Print, unchanged, the line containing "box: [0, 121, 900, 505]" along with all lines that follow it to the end of the listing.

Top of Information provided

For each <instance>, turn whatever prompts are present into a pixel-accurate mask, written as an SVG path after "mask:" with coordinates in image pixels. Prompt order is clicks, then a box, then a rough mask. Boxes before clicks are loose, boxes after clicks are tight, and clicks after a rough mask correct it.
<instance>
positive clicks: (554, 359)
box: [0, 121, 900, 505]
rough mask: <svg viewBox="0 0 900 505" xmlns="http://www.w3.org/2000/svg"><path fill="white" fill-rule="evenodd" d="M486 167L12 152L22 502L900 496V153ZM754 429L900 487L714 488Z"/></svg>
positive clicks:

Bottom of Information provided

* Task answer
box: [0, 121, 900, 505]
rough mask: <svg viewBox="0 0 900 505" xmlns="http://www.w3.org/2000/svg"><path fill="white" fill-rule="evenodd" d="M486 167L12 152L22 502L900 496V153ZM754 429L900 487L714 488Z"/></svg>
positive clicks:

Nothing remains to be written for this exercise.